Copy the lines below, starting with the line containing "Could you point to the white sink" and running through the last line, requests included. Add 119 to every coordinate in the answers.

Excerpts of pointing data
• • • • • • •
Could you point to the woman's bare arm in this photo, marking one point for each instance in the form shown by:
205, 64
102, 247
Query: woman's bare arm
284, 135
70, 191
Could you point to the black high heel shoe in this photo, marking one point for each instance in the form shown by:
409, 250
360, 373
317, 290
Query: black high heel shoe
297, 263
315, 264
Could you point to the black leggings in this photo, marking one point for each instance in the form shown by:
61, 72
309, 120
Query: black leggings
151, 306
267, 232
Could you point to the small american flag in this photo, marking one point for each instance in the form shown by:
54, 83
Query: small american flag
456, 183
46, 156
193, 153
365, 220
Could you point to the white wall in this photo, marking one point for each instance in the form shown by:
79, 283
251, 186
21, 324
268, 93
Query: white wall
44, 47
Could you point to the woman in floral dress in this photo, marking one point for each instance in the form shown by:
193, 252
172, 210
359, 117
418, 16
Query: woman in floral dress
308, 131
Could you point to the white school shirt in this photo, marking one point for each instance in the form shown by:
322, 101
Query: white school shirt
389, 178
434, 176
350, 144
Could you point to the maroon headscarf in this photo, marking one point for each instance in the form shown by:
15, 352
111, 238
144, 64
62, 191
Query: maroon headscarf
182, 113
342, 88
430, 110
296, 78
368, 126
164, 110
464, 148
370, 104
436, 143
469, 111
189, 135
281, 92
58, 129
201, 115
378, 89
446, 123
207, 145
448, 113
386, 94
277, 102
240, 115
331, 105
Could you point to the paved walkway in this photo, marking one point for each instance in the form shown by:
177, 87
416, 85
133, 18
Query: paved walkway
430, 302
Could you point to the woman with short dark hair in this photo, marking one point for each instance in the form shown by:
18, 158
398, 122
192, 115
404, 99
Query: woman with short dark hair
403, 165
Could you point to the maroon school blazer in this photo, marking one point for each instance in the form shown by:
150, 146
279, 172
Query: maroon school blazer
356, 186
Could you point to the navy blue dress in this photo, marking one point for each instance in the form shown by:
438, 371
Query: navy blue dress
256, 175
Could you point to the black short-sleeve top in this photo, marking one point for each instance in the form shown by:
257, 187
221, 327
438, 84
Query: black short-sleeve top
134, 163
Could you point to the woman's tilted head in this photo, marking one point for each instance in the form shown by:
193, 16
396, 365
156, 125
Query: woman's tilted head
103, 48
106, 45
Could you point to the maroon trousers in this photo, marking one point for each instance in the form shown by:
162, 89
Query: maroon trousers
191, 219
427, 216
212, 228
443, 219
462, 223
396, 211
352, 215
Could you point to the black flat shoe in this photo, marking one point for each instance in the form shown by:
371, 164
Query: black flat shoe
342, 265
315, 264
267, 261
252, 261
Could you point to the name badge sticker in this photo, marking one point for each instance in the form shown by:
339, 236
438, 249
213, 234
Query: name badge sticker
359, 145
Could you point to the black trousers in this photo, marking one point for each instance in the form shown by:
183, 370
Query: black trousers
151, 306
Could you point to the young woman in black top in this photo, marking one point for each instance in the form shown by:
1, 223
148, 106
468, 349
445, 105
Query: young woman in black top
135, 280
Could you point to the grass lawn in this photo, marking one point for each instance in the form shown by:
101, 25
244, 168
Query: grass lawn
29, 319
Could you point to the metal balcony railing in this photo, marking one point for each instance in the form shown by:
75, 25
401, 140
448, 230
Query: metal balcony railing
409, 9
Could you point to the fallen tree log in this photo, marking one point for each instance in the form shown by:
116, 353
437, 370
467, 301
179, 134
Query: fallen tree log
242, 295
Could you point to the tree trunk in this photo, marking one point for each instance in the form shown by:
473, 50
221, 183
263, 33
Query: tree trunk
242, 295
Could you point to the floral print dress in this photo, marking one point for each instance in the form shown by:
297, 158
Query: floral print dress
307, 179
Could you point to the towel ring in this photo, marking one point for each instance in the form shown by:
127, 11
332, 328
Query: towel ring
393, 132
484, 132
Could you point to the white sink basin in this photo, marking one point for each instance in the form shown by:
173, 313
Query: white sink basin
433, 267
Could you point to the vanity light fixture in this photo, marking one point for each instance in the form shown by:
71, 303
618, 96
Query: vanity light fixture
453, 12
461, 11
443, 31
• • • • • • •
# TASK SOLUTION
Could you point to the white sink basin in this photo, marking one point for each instance in the form shown by:
173, 313
Query: white sink basin
552, 386
Could you point to the vanity light fixture in this photo, marking one point for each instance in the form shown by:
71, 303
618, 96
Query: vanity light fixture
572, 131
580, 130
562, 150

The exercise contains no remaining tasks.